- [SELECTED EXTRACT]:
__________

Implement a CLI command to evaluate Duo Workflow fix-broken-pipeline with LLM judge
What does this merge request do and why?
This MR implements a Command Line Interface (CLI) command to evaluate the Duo Workflow "fix-broken-pipeline" using an LLM judge. This implementation serves as a foundation for improving evaluation approaches in the ELI5 project.
Note: this MR requires the work done in gitlab-org/duo-workflow/duo-workflow-service!35 (closed)
How to set up and validate locally
- Check out to this merge request's branch.
- Update your .env file (you can skip DEEPSEEK_API_TOKEN and MISTRAL_API_KEY)
- Install dependencies.
poetry run install
- Run help.

__________

- [THE DATA]:
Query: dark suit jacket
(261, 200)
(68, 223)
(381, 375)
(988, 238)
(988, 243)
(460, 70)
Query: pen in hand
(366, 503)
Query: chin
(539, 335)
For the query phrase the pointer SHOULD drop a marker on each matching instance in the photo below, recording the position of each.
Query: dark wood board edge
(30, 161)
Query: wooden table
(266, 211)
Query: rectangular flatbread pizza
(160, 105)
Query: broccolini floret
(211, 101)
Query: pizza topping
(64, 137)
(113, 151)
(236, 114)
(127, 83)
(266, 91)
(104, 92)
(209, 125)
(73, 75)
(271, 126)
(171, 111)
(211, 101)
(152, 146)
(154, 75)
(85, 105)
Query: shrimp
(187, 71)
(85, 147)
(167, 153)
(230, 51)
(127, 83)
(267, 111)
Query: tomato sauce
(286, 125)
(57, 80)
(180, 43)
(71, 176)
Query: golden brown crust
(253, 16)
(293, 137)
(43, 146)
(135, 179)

__________

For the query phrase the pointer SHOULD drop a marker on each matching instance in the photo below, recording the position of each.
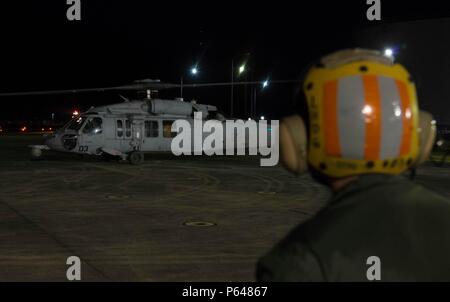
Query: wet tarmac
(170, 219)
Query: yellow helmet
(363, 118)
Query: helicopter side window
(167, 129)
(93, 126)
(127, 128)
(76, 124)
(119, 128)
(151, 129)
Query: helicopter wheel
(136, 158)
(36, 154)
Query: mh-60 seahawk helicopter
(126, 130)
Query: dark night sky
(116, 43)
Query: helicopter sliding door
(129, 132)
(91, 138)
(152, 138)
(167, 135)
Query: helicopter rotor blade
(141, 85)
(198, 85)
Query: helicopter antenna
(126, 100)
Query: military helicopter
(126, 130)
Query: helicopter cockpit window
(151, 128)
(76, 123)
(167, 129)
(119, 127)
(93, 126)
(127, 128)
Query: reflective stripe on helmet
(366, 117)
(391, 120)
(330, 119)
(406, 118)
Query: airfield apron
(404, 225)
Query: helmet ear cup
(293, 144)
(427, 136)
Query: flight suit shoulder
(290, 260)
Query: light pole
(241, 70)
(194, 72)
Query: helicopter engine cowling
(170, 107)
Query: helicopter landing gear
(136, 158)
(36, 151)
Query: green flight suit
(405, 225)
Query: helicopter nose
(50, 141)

__________

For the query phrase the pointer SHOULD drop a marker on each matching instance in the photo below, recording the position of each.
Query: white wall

__________

- [TASK SET]:
**a)** In the merge request description, which two variables can be skipped when updating the .env file?
**b)** Write the next part of the merge request description, continuing after its final line.

- [ANSWERS]:
**a)** DEEPSEEK_API_TOKEN and MISTRAL_API_KEY

**b)**
poetry run eli5 duo-workflow --help poetry run eli5 duo-workflow evaluate-fix-broken-pipeline --help
- Run evaluation
poetry run eli5 duo-workflow evaluate-fix-broken-pipeline datasets/duo_workflow/fix-broken-pipeline-v1 --dataset=duo_workflow.fix-broken-pipeline.1
Note: This command accepts predictions generated outside of the ELI5 project (see gitlab-org/duo-workflow/duo-workflow-service!35 (closed)). We use the datasets/duo_workflow/fix-broken-pipeline-v1
dataset for demonstration purposes only. All evaluation scores should be 1
as we are comparing the dataset against itself.
Merge request checklist
-
Tests added for new functionality. If not, please raise an issue to follow up. -
Documentation added/updated, if needed.